*WORK ITEM*: Transcribe the data exactly.

• • • • •

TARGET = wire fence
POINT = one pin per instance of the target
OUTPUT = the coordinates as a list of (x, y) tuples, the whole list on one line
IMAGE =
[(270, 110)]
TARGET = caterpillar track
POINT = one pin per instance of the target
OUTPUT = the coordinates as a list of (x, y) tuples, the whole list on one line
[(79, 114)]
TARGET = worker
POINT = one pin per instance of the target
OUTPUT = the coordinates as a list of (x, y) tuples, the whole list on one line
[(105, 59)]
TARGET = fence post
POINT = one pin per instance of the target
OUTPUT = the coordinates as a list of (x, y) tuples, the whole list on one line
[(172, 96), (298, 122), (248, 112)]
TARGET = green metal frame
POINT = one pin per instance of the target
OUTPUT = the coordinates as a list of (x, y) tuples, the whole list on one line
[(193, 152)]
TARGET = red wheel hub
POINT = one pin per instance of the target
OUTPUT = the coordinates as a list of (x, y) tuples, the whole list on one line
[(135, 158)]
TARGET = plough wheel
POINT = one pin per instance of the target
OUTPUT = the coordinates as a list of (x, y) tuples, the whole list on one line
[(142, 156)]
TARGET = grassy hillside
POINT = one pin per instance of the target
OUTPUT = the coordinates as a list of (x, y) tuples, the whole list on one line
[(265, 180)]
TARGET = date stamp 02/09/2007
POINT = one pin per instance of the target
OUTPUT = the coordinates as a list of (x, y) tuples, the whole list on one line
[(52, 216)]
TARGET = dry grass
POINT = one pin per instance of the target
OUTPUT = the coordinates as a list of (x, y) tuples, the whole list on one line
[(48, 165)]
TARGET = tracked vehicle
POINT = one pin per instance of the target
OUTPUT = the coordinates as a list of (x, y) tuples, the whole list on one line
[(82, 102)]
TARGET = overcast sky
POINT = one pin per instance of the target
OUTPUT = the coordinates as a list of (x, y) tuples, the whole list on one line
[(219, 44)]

• • • • •

*EXERCISE RESPONSE*:
TARGET = wire fence
POINT = one pin per instance of the target
OUTPUT = the coordinates as a list of (x, y) tuples, the whole list on one line
IMAGE =
[(270, 110)]
TARGET = caterpillar track
POINT = one pin per instance of the target
OUTPUT = the coordinates as a list of (x, y) tuples, the whole list on one line
[(79, 114)]
TARGET = worker
POINT = one pin per instance of the target
OUTPUT = the coordinates as a list of (x, y) tuples, the whole list on one line
[(105, 59)]
TARGET = fence post
POINT = one pin per instance of the target
OUTPUT = the coordinates as a list of (x, y) tuples, the whole list on one line
[(172, 96), (298, 122), (248, 112)]
TARGET = green metal frame
POINT = one pin per instance of the target
OUTPUT = the coordinates as a list of (x, y) tuples, the whole list on one line
[(193, 152)]
TARGET = red wheel hub
POINT = one pin per instance of the target
OUTPUT = the coordinates as a list of (x, y) tuples, the whole list on one line
[(135, 158)]
TARGET = plough wheel
POINT = one pin per instance of the target
OUTPUT = the coordinates as a list of (x, y) tuples, the whole list on one line
[(142, 156)]
TARGET = grassy hillside
POINT = one pin per instance of the target
OUTPUT = the coordinates as a list of (x, y) tuples, the whole list on one line
[(265, 180)]
TARGET = date stamp 02/09/2007
POINT = one pin per instance of the target
OUTPUT = the coordinates as a list of (x, y) tuples, the whole list on one line
[(52, 216)]
TARGET = dry grass
POINT = one pin per instance of the target
OUTPUT = the coordinates as a list of (x, y) tuples, the whole list on one line
[(48, 165)]
TARGET = tracked vehicle
POINT = one pin per instance of the target
OUTPUT = the coordinates as a list of (x, y) tuples, the whole list on one line
[(82, 102)]
TARGET = overcast sky
POINT = one pin per instance of the target
OUTPUT = the coordinates as a list of (x, y) tuples, the whole list on one line
[(219, 44)]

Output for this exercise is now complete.